→ **Work to be completed**
According to the review of Henry Kissinger's World Order, where was the peace conference held that devised what passes for order in our time?

═══ Document section ═══

Monday, 29 December 2014

World Order by Henry Kissinger

I do not share many opinions with Kissinger - and he will not be very troubled to hear this - but given that he has played such an important part in world politics, and has been directly engaged in decisions as serious as war and peace, it is well worth while to see the myths by which he lives. 

The first two chapters set out his understanding of power politics. "No truly global "world order" has ever existed. What passes for order in our time was devised in Western Europe nearly four centuries ago at a peace conference in the German region of Westphalia, conducted without the involvement or even the awareness of most other continents or civilisations... The Westphalian peace reflected a practical accommodation, not a unique moral insight. It relied on a system of independent states refraining from interference in each other's domestic affairs and checking each other's ambitions through a general equilibrium of power... Division and multiplicity, an accident of Europe's history, became the hallmarks of a new system of international order with its own distinct outlook." He contrasts this system with the Russian project of that time, to impose a single, autocratic ruler and a unified religious orthodoxy over a continually expanding empire; with the Chinese Emperor holding sway over "All Under Heaven," the pinnacle of a cultural hierarchy radiating from the centre of the world in the Chinese capital outward to all of humanity; with Islam's vision of a single, divinely sanctioned governance uniting and pacifying the world. Kissinger argues that in time, the USA also departed from the Westphalian model, instead advocating liberal democracy and free market economics as a universal aspiration to be actively promoted and even imposed. He never actually seems to criticise the USA's actions, but it is hard not to use his theoretical framework to identify major problems. 

Kissinger's sweeping survey of the use made in Europe of the Balance of Power, not to prevent war but to restrain its violence and scope, is to my mind very clever, culminating in a snappy explanation for the outbreak and consequences of the First World War. With his model in mind, it becomes terribly easy to see the strategic disaster of the way that war was ended, failing to draw either Germany or Russia into the new order, installing a string of small and hard to defend states along the their borders, virtually inviting the great powers to snack on them at leisure. He contrasts this with the 1815 peace after the defeat of Napoleon, when France was immediately restored to its proper place in the order of things.

═══ Information provided ═══

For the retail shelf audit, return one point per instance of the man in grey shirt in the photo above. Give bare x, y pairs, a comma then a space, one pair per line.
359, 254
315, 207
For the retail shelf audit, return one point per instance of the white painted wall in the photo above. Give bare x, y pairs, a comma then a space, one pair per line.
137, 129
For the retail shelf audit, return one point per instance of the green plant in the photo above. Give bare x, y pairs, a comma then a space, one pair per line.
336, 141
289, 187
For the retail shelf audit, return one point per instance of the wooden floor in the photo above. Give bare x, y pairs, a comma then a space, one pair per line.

═══

→ **Response**
In the German region of Westphalia, in Western Europe.